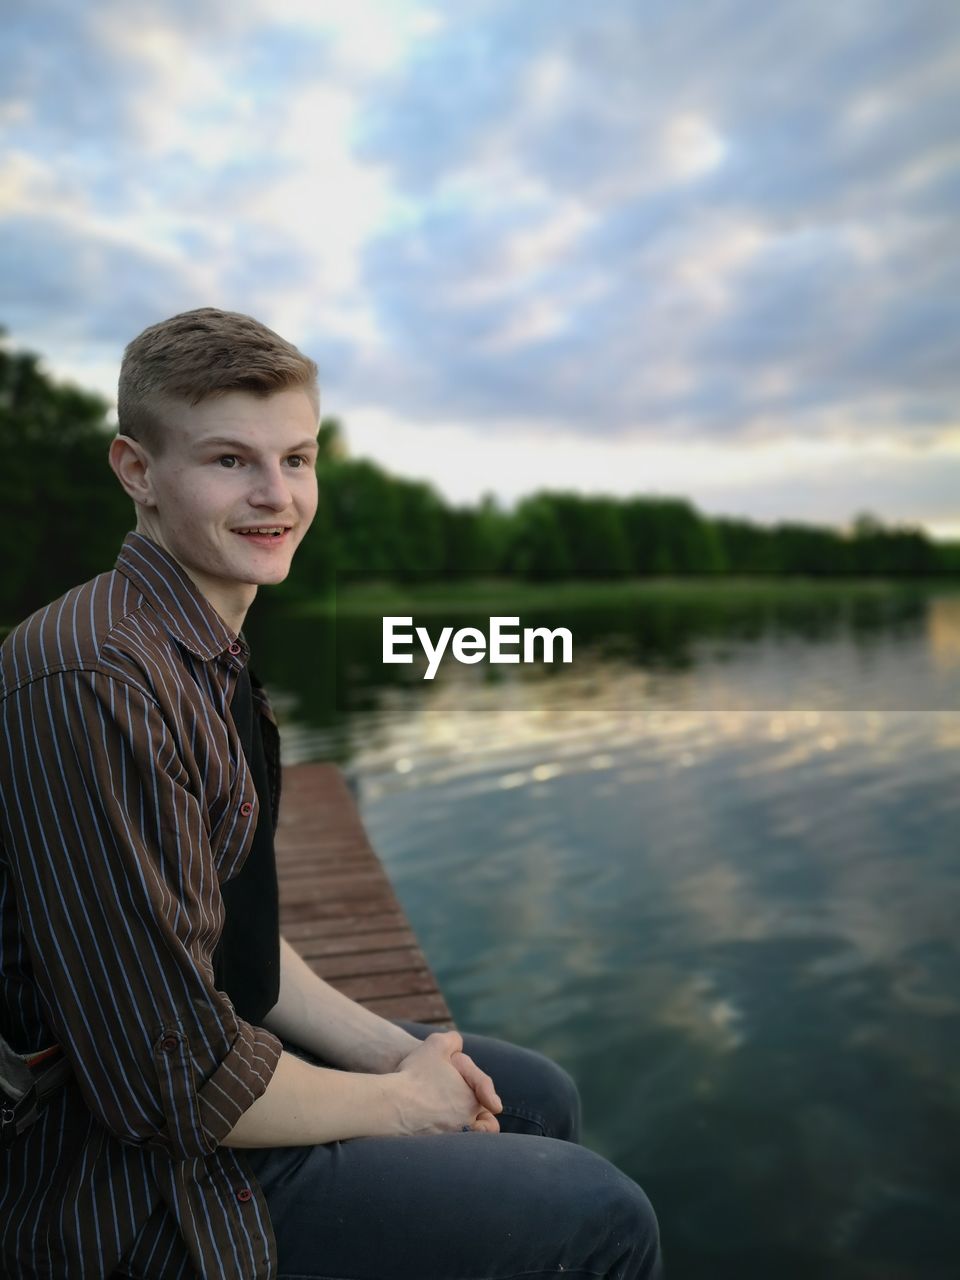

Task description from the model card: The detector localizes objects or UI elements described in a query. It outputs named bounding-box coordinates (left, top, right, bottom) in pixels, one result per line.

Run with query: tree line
left=1, top=332, right=957, bottom=621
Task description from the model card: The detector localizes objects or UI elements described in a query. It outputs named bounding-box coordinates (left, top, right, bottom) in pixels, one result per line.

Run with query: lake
left=246, top=581, right=960, bottom=1280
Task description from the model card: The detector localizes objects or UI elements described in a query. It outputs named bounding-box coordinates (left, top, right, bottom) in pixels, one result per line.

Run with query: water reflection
left=244, top=585, right=960, bottom=1279
left=245, top=581, right=944, bottom=752
left=927, top=593, right=960, bottom=673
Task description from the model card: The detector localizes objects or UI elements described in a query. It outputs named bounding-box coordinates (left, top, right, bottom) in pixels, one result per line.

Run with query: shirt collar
left=114, top=529, right=250, bottom=664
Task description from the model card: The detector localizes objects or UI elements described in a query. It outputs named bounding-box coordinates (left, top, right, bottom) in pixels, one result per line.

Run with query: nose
left=249, top=462, right=293, bottom=510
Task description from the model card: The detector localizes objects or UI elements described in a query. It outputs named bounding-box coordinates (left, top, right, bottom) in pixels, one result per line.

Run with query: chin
left=256, top=564, right=292, bottom=584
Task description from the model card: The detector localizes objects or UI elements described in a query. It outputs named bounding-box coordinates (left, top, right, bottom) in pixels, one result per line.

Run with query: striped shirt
left=0, top=529, right=286, bottom=1279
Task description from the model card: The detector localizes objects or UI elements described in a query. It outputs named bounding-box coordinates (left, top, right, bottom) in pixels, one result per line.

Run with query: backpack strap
left=1, top=1038, right=71, bottom=1149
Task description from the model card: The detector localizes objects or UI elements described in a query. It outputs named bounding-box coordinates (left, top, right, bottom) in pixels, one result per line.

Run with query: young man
left=0, top=308, right=663, bottom=1279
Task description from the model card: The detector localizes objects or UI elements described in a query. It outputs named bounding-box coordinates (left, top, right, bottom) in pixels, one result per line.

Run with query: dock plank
left=276, top=762, right=455, bottom=1030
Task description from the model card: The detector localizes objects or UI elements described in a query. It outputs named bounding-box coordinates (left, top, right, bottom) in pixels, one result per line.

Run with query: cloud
left=341, top=407, right=960, bottom=540
left=0, top=0, right=957, bottom=531
left=350, top=1, right=959, bottom=441
left=0, top=2, right=411, bottom=369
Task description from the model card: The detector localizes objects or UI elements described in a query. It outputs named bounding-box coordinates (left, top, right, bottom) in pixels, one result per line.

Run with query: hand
left=450, top=1048, right=503, bottom=1121
left=393, top=1031, right=502, bottom=1135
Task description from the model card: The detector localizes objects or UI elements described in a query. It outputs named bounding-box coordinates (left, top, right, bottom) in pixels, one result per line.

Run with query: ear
left=108, top=434, right=157, bottom=509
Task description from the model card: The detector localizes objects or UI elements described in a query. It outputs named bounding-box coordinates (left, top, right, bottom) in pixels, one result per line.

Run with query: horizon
left=3, top=326, right=956, bottom=546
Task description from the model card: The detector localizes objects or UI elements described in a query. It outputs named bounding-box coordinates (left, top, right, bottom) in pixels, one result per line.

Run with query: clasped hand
left=397, top=1029, right=503, bottom=1134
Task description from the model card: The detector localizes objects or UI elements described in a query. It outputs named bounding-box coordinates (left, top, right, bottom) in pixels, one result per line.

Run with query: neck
left=135, top=522, right=256, bottom=639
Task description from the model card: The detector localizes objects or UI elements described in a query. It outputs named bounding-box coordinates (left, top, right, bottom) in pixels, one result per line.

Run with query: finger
left=473, top=1107, right=500, bottom=1134
left=463, top=1056, right=502, bottom=1113
left=455, top=1049, right=504, bottom=1111
left=452, top=1051, right=502, bottom=1113
left=433, top=1029, right=464, bottom=1056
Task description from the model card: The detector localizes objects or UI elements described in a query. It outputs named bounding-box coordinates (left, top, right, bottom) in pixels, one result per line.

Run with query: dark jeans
left=243, top=1019, right=664, bottom=1280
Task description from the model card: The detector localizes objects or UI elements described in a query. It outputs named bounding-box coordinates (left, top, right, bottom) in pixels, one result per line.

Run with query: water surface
left=247, top=585, right=960, bottom=1279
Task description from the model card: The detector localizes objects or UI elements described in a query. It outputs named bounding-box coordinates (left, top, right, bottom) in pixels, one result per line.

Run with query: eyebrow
left=193, top=437, right=319, bottom=453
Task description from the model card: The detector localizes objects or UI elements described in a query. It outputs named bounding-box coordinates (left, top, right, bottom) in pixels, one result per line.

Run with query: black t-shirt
left=211, top=663, right=280, bottom=1026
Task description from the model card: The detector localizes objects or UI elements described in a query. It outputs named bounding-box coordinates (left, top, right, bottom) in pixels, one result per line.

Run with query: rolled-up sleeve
left=0, top=667, right=281, bottom=1161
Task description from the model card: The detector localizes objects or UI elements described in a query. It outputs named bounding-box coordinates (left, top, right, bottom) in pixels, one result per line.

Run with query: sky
left=2, top=0, right=959, bottom=537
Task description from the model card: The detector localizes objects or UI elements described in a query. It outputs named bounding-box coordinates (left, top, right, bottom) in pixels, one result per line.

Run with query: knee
left=539, top=1054, right=583, bottom=1144
left=621, top=1181, right=663, bottom=1279
left=505, top=1046, right=583, bottom=1143
left=591, top=1166, right=663, bottom=1280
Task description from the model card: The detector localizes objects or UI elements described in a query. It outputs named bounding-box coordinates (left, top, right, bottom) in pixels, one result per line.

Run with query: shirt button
left=160, top=1036, right=178, bottom=1052
left=236, top=1187, right=253, bottom=1203
left=240, top=801, right=254, bottom=816
left=228, top=642, right=242, bottom=656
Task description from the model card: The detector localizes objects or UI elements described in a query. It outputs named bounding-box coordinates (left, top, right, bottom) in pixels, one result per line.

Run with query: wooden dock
left=275, top=762, right=456, bottom=1030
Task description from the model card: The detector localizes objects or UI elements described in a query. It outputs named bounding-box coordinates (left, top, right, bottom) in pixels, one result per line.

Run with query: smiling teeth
left=238, top=527, right=285, bottom=535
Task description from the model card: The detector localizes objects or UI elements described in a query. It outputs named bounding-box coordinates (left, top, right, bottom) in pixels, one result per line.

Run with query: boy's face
left=126, top=387, right=320, bottom=620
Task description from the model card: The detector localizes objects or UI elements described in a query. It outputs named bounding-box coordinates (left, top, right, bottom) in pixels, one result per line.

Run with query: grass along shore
left=3, top=576, right=954, bottom=638
left=290, top=574, right=954, bottom=618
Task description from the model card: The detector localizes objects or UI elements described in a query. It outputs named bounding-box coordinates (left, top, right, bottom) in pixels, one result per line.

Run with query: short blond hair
left=117, top=307, right=319, bottom=455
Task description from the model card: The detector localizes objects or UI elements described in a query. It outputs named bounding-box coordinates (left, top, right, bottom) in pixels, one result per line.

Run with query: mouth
left=231, top=524, right=293, bottom=547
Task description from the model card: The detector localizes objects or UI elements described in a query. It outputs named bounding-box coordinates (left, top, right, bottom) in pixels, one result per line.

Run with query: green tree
left=936, top=541, right=960, bottom=574
left=504, top=494, right=573, bottom=580
left=542, top=492, right=632, bottom=578
left=622, top=498, right=726, bottom=575
left=713, top=517, right=782, bottom=574
left=393, top=478, right=447, bottom=581
left=318, top=457, right=400, bottom=578
left=441, top=505, right=504, bottom=578
left=0, top=335, right=130, bottom=620
left=771, top=521, right=850, bottom=574
left=317, top=416, right=348, bottom=461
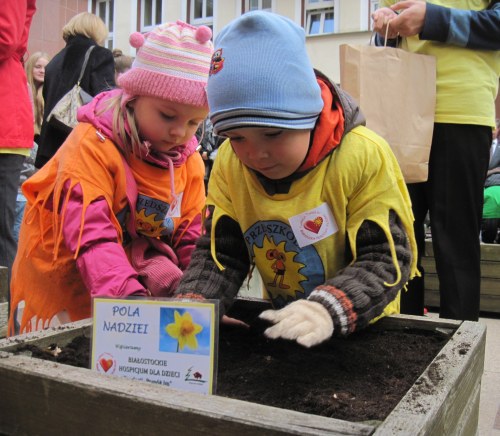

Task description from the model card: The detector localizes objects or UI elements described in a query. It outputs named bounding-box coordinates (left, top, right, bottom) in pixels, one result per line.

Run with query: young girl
left=9, top=21, right=213, bottom=335
left=25, top=51, right=50, bottom=142
left=175, top=11, right=418, bottom=347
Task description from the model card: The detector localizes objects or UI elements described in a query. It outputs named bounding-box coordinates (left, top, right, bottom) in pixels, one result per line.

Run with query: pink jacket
left=61, top=90, right=204, bottom=298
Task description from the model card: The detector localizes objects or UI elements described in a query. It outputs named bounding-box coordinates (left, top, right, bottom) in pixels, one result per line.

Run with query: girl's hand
left=222, top=315, right=249, bottom=328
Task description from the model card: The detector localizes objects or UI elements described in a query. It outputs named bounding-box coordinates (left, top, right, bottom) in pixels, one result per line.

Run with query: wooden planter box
left=0, top=305, right=486, bottom=436
left=423, top=240, right=500, bottom=313
left=0, top=266, right=8, bottom=338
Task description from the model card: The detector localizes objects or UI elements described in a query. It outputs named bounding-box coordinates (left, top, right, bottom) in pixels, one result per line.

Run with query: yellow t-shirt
left=381, top=0, right=500, bottom=127
left=207, top=125, right=418, bottom=320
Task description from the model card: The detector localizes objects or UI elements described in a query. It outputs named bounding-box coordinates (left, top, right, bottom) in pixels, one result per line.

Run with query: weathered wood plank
left=423, top=274, right=500, bottom=296
left=424, top=240, right=500, bottom=262
left=422, top=239, right=500, bottom=313
left=0, top=266, right=7, bottom=303
left=425, top=289, right=500, bottom=314
left=0, top=302, right=7, bottom=339
left=422, top=258, right=500, bottom=281
left=374, top=320, right=486, bottom=435
left=0, top=350, right=373, bottom=436
left=0, top=315, right=486, bottom=436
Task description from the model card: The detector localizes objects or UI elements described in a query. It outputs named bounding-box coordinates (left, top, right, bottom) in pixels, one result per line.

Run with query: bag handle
left=370, top=20, right=399, bottom=47
left=77, top=45, right=95, bottom=87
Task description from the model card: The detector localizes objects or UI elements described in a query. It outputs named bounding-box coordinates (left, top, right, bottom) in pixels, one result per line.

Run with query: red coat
left=0, top=0, right=36, bottom=149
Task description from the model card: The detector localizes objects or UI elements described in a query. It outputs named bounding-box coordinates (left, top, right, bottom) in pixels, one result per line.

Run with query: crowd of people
left=2, top=2, right=500, bottom=345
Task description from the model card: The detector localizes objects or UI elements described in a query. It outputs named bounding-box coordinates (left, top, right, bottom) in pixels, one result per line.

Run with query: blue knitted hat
left=207, top=11, right=323, bottom=135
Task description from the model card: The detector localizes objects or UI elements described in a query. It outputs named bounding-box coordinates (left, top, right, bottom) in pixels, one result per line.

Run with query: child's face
left=224, top=127, right=311, bottom=179
left=131, top=96, right=208, bottom=153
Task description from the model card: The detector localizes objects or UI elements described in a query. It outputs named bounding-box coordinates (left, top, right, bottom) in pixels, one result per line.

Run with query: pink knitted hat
left=118, top=20, right=213, bottom=107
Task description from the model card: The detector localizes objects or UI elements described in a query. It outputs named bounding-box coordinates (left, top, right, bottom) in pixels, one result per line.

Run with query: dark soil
left=16, top=307, right=449, bottom=423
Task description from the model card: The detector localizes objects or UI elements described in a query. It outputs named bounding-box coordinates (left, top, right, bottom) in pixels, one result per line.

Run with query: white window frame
left=305, top=0, right=336, bottom=35
left=190, top=0, right=214, bottom=29
left=95, top=0, right=114, bottom=50
left=140, top=0, right=163, bottom=32
left=369, top=0, right=380, bottom=30
left=246, top=0, right=274, bottom=12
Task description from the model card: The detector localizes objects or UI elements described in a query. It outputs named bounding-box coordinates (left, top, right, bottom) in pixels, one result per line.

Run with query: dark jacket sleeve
left=175, top=207, right=251, bottom=316
left=308, top=210, right=412, bottom=336
left=87, top=46, right=116, bottom=95
left=421, top=2, right=500, bottom=50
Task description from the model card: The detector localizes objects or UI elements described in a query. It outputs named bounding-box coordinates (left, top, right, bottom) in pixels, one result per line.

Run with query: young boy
left=175, top=11, right=418, bottom=347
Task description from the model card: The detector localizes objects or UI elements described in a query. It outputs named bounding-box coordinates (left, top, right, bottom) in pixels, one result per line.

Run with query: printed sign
left=91, top=298, right=218, bottom=395
left=288, top=202, right=338, bottom=248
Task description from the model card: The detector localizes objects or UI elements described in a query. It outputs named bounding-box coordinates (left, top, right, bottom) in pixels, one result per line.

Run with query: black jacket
left=36, top=35, right=115, bottom=168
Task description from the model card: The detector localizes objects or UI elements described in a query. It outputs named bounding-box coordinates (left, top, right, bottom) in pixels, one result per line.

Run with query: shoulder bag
left=46, top=45, right=95, bottom=133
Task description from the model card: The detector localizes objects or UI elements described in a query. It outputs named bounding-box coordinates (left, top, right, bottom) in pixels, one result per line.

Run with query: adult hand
left=372, top=7, right=399, bottom=39
left=389, top=0, right=427, bottom=37
left=259, top=300, right=334, bottom=348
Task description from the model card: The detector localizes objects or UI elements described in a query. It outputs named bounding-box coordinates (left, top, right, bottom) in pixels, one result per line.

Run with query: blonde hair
left=62, top=12, right=108, bottom=46
left=25, top=51, right=50, bottom=136
left=98, top=94, right=142, bottom=159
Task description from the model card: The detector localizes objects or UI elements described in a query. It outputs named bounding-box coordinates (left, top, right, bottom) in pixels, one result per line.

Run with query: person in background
left=25, top=51, right=50, bottom=143
left=36, top=12, right=116, bottom=169
left=13, top=143, right=38, bottom=244
left=0, top=0, right=36, bottom=311
left=14, top=52, right=49, bottom=244
left=112, top=48, right=134, bottom=82
left=175, top=11, right=418, bottom=348
left=482, top=119, right=500, bottom=243
left=196, top=118, right=224, bottom=193
left=372, top=0, right=500, bottom=321
left=9, top=20, right=213, bottom=335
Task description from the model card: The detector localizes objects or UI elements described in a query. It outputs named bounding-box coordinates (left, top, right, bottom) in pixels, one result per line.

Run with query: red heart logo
left=304, top=217, right=323, bottom=234
left=99, top=358, right=113, bottom=372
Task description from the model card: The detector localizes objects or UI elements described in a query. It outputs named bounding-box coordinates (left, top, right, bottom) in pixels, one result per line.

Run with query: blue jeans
left=14, top=193, right=27, bottom=243
left=0, top=153, right=25, bottom=307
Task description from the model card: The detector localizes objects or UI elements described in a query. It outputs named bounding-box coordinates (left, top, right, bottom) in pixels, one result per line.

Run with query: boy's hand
left=259, top=300, right=333, bottom=348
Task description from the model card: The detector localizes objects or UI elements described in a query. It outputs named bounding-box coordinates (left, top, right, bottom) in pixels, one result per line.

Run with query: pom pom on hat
left=129, top=32, right=145, bottom=48
left=195, top=26, right=212, bottom=43
left=207, top=11, right=323, bottom=134
left=118, top=21, right=214, bottom=107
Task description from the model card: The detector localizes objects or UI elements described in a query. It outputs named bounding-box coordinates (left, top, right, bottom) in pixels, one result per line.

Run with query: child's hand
left=259, top=300, right=333, bottom=348
left=222, top=315, right=249, bottom=328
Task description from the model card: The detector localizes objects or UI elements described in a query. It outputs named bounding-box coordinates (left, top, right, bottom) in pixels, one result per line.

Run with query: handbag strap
left=77, top=45, right=95, bottom=86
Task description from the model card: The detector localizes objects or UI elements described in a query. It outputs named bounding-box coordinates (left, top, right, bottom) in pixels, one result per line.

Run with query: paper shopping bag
left=339, top=44, right=436, bottom=183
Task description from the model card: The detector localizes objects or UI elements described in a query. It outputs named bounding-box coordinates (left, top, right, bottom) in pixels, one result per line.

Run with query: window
left=95, top=0, right=114, bottom=50
left=140, top=0, right=163, bottom=32
left=305, top=0, right=335, bottom=35
left=247, top=0, right=273, bottom=12
left=191, top=0, right=214, bottom=30
left=369, top=0, right=380, bottom=30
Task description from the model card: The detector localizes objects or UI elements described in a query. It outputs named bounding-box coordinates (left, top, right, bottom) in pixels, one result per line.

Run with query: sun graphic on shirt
left=135, top=208, right=164, bottom=237
left=253, top=235, right=306, bottom=302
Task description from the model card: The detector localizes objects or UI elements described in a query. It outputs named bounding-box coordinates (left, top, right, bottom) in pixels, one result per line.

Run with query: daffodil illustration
left=166, top=310, right=203, bottom=352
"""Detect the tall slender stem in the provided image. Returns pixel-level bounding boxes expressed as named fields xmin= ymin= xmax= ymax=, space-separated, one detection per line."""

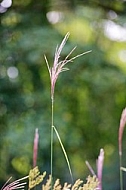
xmin=51 ymin=96 xmax=54 ymax=189
xmin=45 ymin=33 xmax=92 ymax=188
xmin=119 ymin=154 xmax=123 ymax=190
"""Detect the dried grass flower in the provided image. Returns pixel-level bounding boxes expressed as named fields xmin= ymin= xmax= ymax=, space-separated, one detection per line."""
xmin=44 ymin=32 xmax=91 ymax=100
xmin=1 ymin=176 xmax=28 ymax=190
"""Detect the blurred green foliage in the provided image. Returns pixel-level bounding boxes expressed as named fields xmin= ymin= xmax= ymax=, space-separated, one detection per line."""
xmin=0 ymin=0 xmax=126 ymax=189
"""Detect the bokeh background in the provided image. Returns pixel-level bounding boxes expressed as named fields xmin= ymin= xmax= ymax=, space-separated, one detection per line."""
xmin=0 ymin=0 xmax=126 ymax=189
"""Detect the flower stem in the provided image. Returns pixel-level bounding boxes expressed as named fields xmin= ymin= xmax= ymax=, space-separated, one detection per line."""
xmin=51 ymin=96 xmax=54 ymax=189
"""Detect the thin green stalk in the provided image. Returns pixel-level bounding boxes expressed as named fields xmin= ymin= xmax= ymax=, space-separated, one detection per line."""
xmin=119 ymin=154 xmax=123 ymax=190
xmin=51 ymin=97 xmax=54 ymax=189
xmin=50 ymin=95 xmax=73 ymax=186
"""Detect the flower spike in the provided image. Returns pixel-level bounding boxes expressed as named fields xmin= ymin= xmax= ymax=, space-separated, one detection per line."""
xmin=118 ymin=107 xmax=126 ymax=156
xmin=97 ymin=149 xmax=104 ymax=190
xmin=45 ymin=32 xmax=91 ymax=100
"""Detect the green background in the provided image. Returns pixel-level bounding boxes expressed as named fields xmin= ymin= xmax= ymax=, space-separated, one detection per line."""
xmin=0 ymin=0 xmax=126 ymax=189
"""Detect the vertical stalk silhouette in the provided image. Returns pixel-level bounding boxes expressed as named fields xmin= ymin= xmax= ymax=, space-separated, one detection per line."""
xmin=118 ymin=107 xmax=126 ymax=190
xmin=44 ymin=32 xmax=91 ymax=188
xmin=50 ymin=96 xmax=54 ymax=188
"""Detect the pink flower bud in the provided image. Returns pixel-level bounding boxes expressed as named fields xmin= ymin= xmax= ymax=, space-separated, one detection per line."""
xmin=33 ymin=128 xmax=39 ymax=167
xmin=118 ymin=108 xmax=126 ymax=156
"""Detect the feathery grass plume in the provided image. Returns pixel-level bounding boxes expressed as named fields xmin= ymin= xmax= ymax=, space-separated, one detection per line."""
xmin=62 ymin=182 xmax=71 ymax=190
xmin=1 ymin=176 xmax=28 ymax=190
xmin=53 ymin=179 xmax=62 ymax=190
xmin=29 ymin=166 xmax=46 ymax=189
xmin=83 ymin=176 xmax=99 ymax=190
xmin=71 ymin=179 xmax=83 ymax=190
xmin=41 ymin=175 xmax=99 ymax=190
xmin=42 ymin=175 xmax=71 ymax=190
xmin=96 ymin=149 xmax=104 ymax=190
xmin=33 ymin=128 xmax=39 ymax=167
xmin=44 ymin=32 xmax=91 ymax=100
xmin=44 ymin=32 xmax=92 ymax=187
xmin=118 ymin=107 xmax=126 ymax=190
xmin=42 ymin=175 xmax=51 ymax=190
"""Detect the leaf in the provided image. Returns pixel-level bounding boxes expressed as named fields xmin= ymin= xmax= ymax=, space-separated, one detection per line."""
xmin=53 ymin=125 xmax=73 ymax=183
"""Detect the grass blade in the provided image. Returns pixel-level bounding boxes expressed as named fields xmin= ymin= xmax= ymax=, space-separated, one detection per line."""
xmin=52 ymin=125 xmax=73 ymax=183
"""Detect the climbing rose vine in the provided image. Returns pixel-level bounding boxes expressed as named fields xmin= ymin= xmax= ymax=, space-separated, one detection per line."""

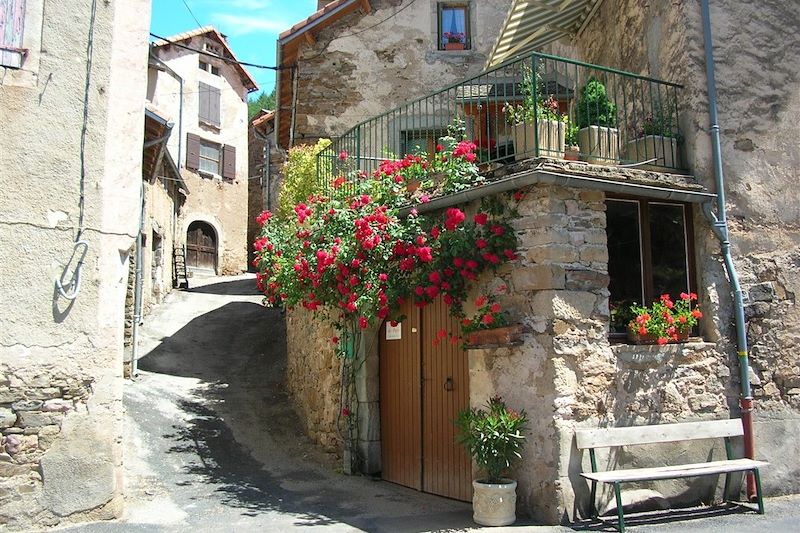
xmin=252 ymin=132 xmax=520 ymax=343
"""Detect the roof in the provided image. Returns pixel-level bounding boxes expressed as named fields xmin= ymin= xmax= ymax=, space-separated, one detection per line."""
xmin=143 ymin=107 xmax=188 ymax=194
xmin=276 ymin=0 xmax=372 ymax=149
xmin=487 ymin=0 xmax=606 ymax=68
xmin=251 ymin=109 xmax=275 ymax=129
xmin=152 ymin=26 xmax=259 ymax=92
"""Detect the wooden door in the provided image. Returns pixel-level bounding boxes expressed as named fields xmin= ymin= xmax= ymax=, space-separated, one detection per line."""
xmin=186 ymin=221 xmax=216 ymax=270
xmin=379 ymin=297 xmax=471 ymax=501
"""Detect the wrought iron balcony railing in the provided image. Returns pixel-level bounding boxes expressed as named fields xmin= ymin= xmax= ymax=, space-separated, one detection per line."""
xmin=317 ymin=52 xmax=684 ymax=189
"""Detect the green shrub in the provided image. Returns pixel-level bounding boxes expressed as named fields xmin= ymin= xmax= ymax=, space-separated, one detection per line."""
xmin=576 ymin=77 xmax=617 ymax=129
xmin=277 ymin=139 xmax=331 ymax=220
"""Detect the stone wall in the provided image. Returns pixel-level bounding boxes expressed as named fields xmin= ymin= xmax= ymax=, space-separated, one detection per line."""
xmin=0 ymin=0 xmax=150 ymax=529
xmin=291 ymin=0 xmax=513 ymax=144
xmin=285 ymin=308 xmax=342 ymax=453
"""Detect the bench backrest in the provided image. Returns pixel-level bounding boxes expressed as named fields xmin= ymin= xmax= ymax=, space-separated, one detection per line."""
xmin=575 ymin=419 xmax=744 ymax=450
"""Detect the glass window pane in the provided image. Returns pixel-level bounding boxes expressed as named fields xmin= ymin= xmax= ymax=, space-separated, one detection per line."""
xmin=200 ymin=144 xmax=219 ymax=159
xmin=440 ymin=6 xmax=467 ymax=47
xmin=607 ymin=199 xmax=643 ymax=332
xmin=649 ymin=203 xmax=689 ymax=298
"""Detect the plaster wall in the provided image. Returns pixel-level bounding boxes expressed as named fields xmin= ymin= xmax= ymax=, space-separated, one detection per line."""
xmin=0 ymin=0 xmax=150 ymax=529
xmin=150 ymin=39 xmax=252 ymax=273
xmin=291 ymin=0 xmax=513 ymax=144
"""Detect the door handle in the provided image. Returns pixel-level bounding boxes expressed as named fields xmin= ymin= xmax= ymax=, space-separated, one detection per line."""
xmin=444 ymin=377 xmax=454 ymax=391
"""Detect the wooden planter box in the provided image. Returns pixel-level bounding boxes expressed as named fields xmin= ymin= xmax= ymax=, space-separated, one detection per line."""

## Problem to work on
Reproduce exactly the line that contains "the plaster wall" together with each line after it to the end of the entries; include no other lines.

## Output of the task
"""Detect the plaster wall in the provided image. Returns pixel-level bounding boxes expressed as named fields xmin= ymin= xmax= ymax=, space-separated, one detection per line."""
xmin=0 ymin=0 xmax=150 ymax=529
xmin=150 ymin=39 xmax=252 ymax=273
xmin=291 ymin=0 xmax=513 ymax=144
"""Detect the door handle in the provided image. Returns pixel-level bounding boxes expressed as named fields xmin= ymin= xmax= ymax=, space-separated, one detection per line."""
xmin=444 ymin=377 xmax=454 ymax=391
"""Detect the wooden planter box in the provided image. Returns pixel-level bounding boxes expressed as named fields xmin= ymin= xmax= ymax=, space-separated, one detection per line."""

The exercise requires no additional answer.